__To do__
Your task is to give the data again, exactly, with every line intact.

__Provided data__
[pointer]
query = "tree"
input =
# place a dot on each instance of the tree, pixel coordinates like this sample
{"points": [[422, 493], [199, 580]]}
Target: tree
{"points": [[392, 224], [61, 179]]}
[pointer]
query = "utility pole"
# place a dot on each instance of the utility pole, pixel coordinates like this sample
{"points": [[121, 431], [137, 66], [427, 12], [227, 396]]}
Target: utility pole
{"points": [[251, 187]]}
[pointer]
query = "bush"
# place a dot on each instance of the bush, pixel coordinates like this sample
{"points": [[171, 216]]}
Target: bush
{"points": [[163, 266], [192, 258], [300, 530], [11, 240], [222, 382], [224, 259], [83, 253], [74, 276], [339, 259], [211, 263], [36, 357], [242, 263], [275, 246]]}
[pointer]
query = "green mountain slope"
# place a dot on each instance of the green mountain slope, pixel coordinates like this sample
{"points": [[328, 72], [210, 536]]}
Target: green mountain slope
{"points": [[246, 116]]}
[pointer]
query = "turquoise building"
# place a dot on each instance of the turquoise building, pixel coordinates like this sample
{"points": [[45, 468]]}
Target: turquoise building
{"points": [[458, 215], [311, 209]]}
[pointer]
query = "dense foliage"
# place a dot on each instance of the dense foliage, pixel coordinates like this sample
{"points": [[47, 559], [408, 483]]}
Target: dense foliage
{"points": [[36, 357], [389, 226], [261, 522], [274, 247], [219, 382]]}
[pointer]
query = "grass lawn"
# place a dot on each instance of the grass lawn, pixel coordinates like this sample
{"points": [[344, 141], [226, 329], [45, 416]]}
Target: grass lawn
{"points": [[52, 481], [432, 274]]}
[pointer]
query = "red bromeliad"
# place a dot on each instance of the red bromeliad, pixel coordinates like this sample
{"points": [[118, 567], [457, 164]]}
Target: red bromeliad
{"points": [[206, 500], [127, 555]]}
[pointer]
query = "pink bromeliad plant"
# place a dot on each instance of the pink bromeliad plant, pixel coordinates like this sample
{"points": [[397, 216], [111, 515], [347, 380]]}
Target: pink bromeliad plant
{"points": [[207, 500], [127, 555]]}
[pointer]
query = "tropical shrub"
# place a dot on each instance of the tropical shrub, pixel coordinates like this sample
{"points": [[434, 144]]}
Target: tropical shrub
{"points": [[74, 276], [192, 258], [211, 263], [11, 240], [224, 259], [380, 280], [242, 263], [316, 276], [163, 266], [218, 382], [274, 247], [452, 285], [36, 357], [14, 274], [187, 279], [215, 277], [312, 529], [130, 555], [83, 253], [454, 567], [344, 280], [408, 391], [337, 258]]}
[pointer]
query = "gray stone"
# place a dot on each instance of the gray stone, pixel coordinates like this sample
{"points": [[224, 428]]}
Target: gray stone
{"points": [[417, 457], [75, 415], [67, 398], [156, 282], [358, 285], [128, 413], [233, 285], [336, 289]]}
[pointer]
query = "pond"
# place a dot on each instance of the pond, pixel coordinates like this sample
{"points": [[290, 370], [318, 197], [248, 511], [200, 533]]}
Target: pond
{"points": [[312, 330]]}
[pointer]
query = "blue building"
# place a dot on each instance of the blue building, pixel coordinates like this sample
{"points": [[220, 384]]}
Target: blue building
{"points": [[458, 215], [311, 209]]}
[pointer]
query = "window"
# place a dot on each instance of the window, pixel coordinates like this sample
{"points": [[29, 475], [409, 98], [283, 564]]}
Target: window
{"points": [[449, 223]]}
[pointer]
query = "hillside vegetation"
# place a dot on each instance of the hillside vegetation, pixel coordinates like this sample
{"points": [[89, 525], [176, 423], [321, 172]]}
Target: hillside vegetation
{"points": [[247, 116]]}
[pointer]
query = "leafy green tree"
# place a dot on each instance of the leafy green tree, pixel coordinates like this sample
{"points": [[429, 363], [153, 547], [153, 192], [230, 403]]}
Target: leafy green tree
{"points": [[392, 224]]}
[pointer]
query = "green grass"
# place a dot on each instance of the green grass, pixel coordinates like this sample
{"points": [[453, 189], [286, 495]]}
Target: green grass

__The completed task__
[pointer]
query = "tree"
input =
# place a dot on each instance of the tree, pixel coordinates like this sample
{"points": [[422, 493], [199, 580]]}
Target: tree
{"points": [[392, 224], [61, 179]]}
[pointer]
query = "utility pole"
# place a dot on each instance of the utility pole, pixel coordinates like this sample
{"points": [[121, 431], [137, 66], [427, 12], [227, 396]]}
Target: utility pole
{"points": [[251, 187]]}
[pointer]
query = "bush"
# place a dot on each instance of the bush, pixel coordinates like this sample
{"points": [[171, 216]]}
Target: bush
{"points": [[163, 266], [192, 258], [300, 530], [11, 240], [222, 382], [224, 259], [83, 253], [74, 276], [339, 259], [211, 263], [36, 357], [242, 263], [275, 246]]}
[pointer]
query = "green mountain slope"
# place a dot on each instance of the green mountain slope, pixel coordinates like this sample
{"points": [[328, 72], [210, 536]]}
Target: green mountain slope
{"points": [[246, 116]]}
[pointer]
query = "turquoise building"
# place a dot on each instance of the turquoise building, pixel coordinates like this sample
{"points": [[45, 468]]}
Target: turquoise building
{"points": [[458, 215], [311, 209]]}
[pointer]
query = "dense foliage"
# place a dot on each instance of the dense foliage, pixel coordinates like this sample
{"points": [[47, 559], [408, 483]]}
Target: dense foliage
{"points": [[36, 357], [389, 226], [261, 522], [274, 247], [219, 382]]}
[pointer]
query = "grass lawn"
# place a dot on each instance of the grass lawn, pixel coordinates like this sample
{"points": [[344, 141], [226, 329], [45, 416]]}
Target: grass lawn
{"points": [[52, 481], [432, 274]]}
[pointer]
query = "red bromeliad"
# place a dot on each instance of the red bromeliad, pixel coordinates like this sample
{"points": [[118, 567], [457, 164]]}
Target: red bromeliad
{"points": [[206, 500], [127, 555]]}
[pointer]
query = "pink bromeliad plant"
# place a dot on each instance of the pink bromeliad plant, pixel coordinates like this sample
{"points": [[397, 216], [111, 515], [347, 380]]}
Target: pink bromeliad plant
{"points": [[207, 500], [127, 555]]}
[pointer]
query = "tropical shrub"
# place a dot on each instance of the tropical shrub, pixel coordinates like this sample
{"points": [[434, 144]]}
Target: tropical shrub
{"points": [[74, 276], [192, 258], [211, 263], [11, 240], [224, 259], [380, 280], [242, 263], [316, 276], [163, 266], [218, 382], [274, 247], [452, 285], [36, 357], [14, 274], [187, 279], [215, 277], [312, 529], [130, 555], [83, 253], [454, 567], [344, 280], [408, 391], [337, 258]]}
[pointer]
query = "gray stone"
# place a dot on each instance of the gray stone, pixel coordinates like this sample
{"points": [[224, 428]]}
Target: gray stone
{"points": [[417, 457], [75, 415], [67, 398], [156, 282], [358, 285], [128, 413], [233, 285], [336, 289]]}
[pointer]
query = "pond"
# place a dot on each instance of the pond, pixel coordinates like this sample
{"points": [[290, 370], [318, 197], [248, 511], [200, 533]]}
Target: pond
{"points": [[312, 330]]}
[pointer]
query = "blue building"
# place a dot on each instance of the blue building, pixel coordinates like this sample
{"points": [[220, 384]]}
Target: blue building
{"points": [[458, 215], [311, 209]]}
[pointer]
query = "window"
# place a dot on each instance of the window, pixel coordinates like this sample
{"points": [[29, 475], [409, 98], [283, 564]]}
Target: window
{"points": [[449, 223]]}
[pointer]
query = "hillside vegetation"
# place a dot on each instance of the hillside vegetation, pixel coordinates like this sample
{"points": [[89, 525], [176, 423], [321, 172]]}
Target: hillside vegetation
{"points": [[247, 116]]}
[pointer]
query = "leafy green tree"
# place a dot on each instance of the leafy green tree, pixel coordinates like this sample
{"points": [[429, 363], [153, 547], [153, 192], [230, 403]]}
Target: leafy green tree
{"points": [[392, 224]]}
[pointer]
query = "green grass"
# place a dot on each instance of the green grass, pixel coordinates like this sample
{"points": [[453, 189], [286, 495]]}
Target: green grass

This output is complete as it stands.